== HOW TO COMPLETE THIS TASK ==
Search the entries for the line containing "Annotate paddle face with boxes.". Repeat it, then every line after it, exactly through the final line.

== EXCERPTED DATA ==
=== Begin Enclosure ===

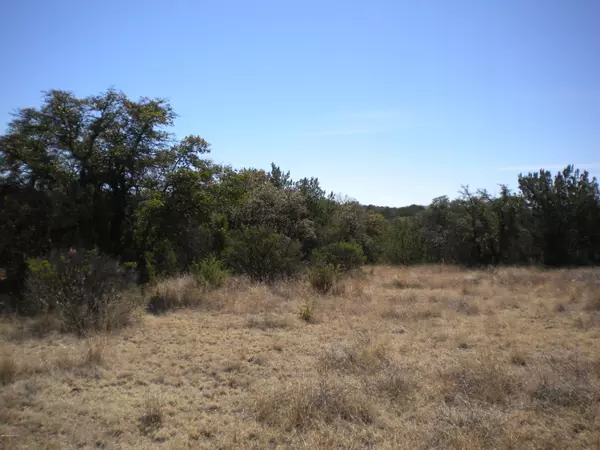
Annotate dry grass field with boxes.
[1,265,600,449]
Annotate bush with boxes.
[314,242,366,274]
[224,226,303,282]
[191,254,229,289]
[24,249,140,334]
[309,263,337,293]
[298,299,317,322]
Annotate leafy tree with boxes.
[267,163,293,189]
[231,183,316,252]
[518,166,600,265]
[383,217,424,264]
[0,89,212,300]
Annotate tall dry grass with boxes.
[0,265,599,449]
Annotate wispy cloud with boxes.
[499,163,600,172]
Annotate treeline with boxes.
[364,204,426,220]
[1,89,599,309]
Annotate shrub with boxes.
[298,299,317,322]
[191,254,229,289]
[314,242,366,273]
[224,226,303,282]
[308,263,337,293]
[24,249,140,334]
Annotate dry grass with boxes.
[140,392,164,434]
[245,313,293,330]
[255,375,376,430]
[1,265,600,449]
[0,352,18,385]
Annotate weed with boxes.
[298,299,317,323]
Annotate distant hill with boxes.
[363,204,426,220]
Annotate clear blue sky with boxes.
[1,0,599,206]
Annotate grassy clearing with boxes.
[1,265,600,448]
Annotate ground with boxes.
[1,265,600,449]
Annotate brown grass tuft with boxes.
[373,365,414,402]
[146,276,207,314]
[529,355,600,409]
[389,277,421,290]
[139,393,164,433]
[441,354,520,405]
[0,352,18,385]
[85,337,106,366]
[510,349,528,366]
[585,291,600,311]
[246,313,292,330]
[256,376,376,430]
[318,331,390,374]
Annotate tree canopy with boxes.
[2,89,599,310]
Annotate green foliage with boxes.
[314,242,366,273]
[224,226,303,282]
[298,299,317,322]
[383,218,424,265]
[365,204,426,220]
[2,87,600,317]
[518,166,600,265]
[24,249,140,334]
[232,183,315,246]
[308,263,338,293]
[191,255,229,289]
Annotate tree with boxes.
[0,89,213,300]
[518,166,600,265]
[267,163,292,189]
[383,217,424,264]
[231,183,316,252]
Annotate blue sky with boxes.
[1,0,599,206]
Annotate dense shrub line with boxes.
[1,89,599,319]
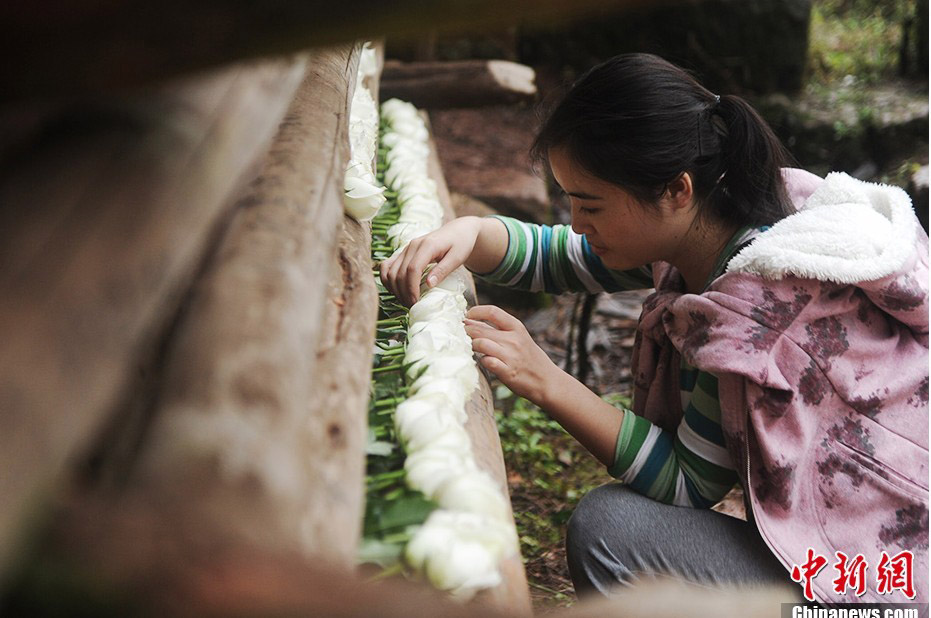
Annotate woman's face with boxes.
[548,147,686,271]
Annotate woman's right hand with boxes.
[379,216,484,306]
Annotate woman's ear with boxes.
[664,172,694,211]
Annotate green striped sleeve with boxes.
[607,370,738,508]
[477,216,653,293]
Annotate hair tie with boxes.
[713,94,721,106]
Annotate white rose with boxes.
[394,395,460,432]
[391,121,429,143]
[386,222,431,248]
[407,355,479,395]
[434,511,517,557]
[397,177,438,201]
[405,510,516,599]
[398,212,444,231]
[401,387,469,423]
[406,377,470,419]
[386,141,430,164]
[382,98,420,122]
[403,418,472,456]
[406,352,474,381]
[433,470,509,521]
[394,400,463,451]
[406,331,471,367]
[427,270,468,295]
[404,515,456,571]
[404,447,473,496]
[379,130,404,150]
[385,163,429,191]
[409,290,467,323]
[343,165,385,221]
[359,42,379,79]
[425,537,501,599]
[398,193,441,212]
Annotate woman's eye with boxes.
[579,206,598,215]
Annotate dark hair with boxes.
[531,53,795,227]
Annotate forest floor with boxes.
[482,290,641,611]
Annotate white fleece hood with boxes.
[726,172,920,284]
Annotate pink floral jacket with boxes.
[631,170,929,604]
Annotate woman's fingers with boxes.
[478,354,509,377]
[426,249,463,289]
[463,318,504,341]
[470,336,508,359]
[465,304,523,332]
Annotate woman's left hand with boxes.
[463,305,559,405]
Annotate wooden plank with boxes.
[12,491,793,616]
[0,0,646,103]
[124,45,367,566]
[381,60,536,109]
[424,115,534,616]
[0,57,308,577]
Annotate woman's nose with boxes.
[571,216,591,236]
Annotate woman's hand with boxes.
[463,305,560,405]
[379,217,484,307]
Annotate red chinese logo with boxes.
[790,548,918,602]
[876,550,916,599]
[832,551,868,597]
[791,548,829,601]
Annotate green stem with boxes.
[366,562,405,583]
[372,363,404,374]
[369,469,405,482]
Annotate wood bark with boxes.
[125,45,369,566]
[0,56,308,576]
[5,492,796,616]
[380,60,536,109]
[0,0,644,103]
[425,116,533,616]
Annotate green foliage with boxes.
[808,0,911,84]
[494,386,630,607]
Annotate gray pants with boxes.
[566,483,799,598]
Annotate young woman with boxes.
[379,54,928,605]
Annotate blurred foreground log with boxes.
[381,60,536,109]
[0,0,643,103]
[119,44,370,565]
[2,492,793,617]
[0,55,308,577]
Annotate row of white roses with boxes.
[344,43,387,221]
[379,99,518,600]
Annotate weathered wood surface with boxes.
[7,493,795,616]
[0,0,645,103]
[381,60,536,109]
[127,45,369,566]
[425,116,534,616]
[0,57,308,577]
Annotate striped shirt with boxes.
[480,216,763,508]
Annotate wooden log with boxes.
[0,0,643,103]
[0,57,308,577]
[123,45,368,566]
[380,60,536,109]
[424,115,533,616]
[2,488,792,616]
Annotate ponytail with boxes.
[714,95,795,226]
[531,53,796,228]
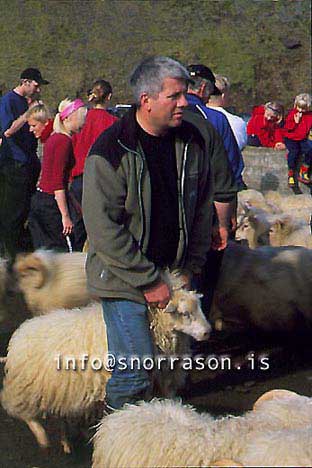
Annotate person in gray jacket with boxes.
[82,56,214,411]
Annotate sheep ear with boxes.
[253,389,299,410]
[14,253,48,289]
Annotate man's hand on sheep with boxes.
[143,279,171,309]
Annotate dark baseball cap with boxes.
[20,68,49,85]
[187,64,221,95]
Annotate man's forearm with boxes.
[213,201,232,228]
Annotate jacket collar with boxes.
[118,104,195,150]
[186,93,204,107]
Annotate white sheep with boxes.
[14,249,91,314]
[92,390,312,468]
[1,279,210,452]
[210,242,312,333]
[237,189,278,227]
[268,213,312,248]
[265,190,312,213]
[235,206,273,248]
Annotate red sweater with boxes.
[39,132,75,194]
[247,105,283,147]
[40,119,54,143]
[282,108,312,141]
[71,108,117,177]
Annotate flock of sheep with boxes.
[0,187,311,466]
[236,189,312,249]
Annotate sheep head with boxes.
[166,288,211,341]
[269,214,299,246]
[149,286,211,354]
[236,208,272,248]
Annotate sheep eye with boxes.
[182,311,191,319]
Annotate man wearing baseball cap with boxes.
[187,64,245,190]
[0,67,49,260]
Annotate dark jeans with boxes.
[0,157,40,260]
[101,299,153,409]
[247,134,261,147]
[28,190,75,252]
[284,138,312,170]
[70,175,87,251]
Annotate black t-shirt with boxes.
[137,124,179,268]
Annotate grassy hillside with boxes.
[0,0,310,112]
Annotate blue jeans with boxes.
[285,138,312,170]
[101,299,154,409]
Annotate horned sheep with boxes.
[0,276,210,452]
[14,249,91,314]
[92,390,312,468]
[0,257,30,331]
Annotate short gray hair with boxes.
[129,56,190,105]
[294,93,311,110]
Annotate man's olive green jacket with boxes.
[82,107,215,303]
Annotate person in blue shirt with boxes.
[0,68,49,260]
[186,64,245,190]
[185,64,246,317]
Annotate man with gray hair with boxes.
[83,56,214,411]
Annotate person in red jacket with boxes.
[71,80,118,250]
[28,98,87,252]
[247,102,285,149]
[282,93,312,186]
[25,103,53,143]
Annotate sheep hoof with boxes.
[211,459,244,467]
[61,439,72,454]
[253,388,299,410]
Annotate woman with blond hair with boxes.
[28,98,87,251]
[26,103,53,143]
[282,93,312,186]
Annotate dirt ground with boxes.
[0,327,311,468]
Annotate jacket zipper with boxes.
[117,139,146,249]
[179,142,189,264]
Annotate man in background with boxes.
[207,74,247,151]
[0,67,49,260]
[186,64,245,191]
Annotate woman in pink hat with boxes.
[28,98,87,252]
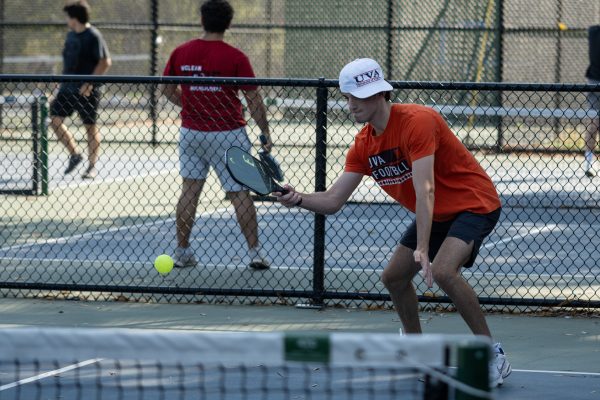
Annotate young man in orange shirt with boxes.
[276,58,511,387]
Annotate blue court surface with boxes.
[1,201,599,303]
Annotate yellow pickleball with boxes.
[154,254,174,275]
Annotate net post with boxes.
[455,341,490,400]
[40,95,49,196]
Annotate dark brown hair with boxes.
[200,0,234,33]
[63,1,91,24]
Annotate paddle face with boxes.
[258,134,284,182]
[225,147,286,195]
[258,150,284,182]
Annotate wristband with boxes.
[295,197,303,207]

=== End Enclosure ===

== REPLY TO THE TASK ==
Annotate paddle face with boxes.
[258,134,284,182]
[225,147,286,195]
[258,150,284,182]
Annotate wristband with boxes.
[295,197,303,207]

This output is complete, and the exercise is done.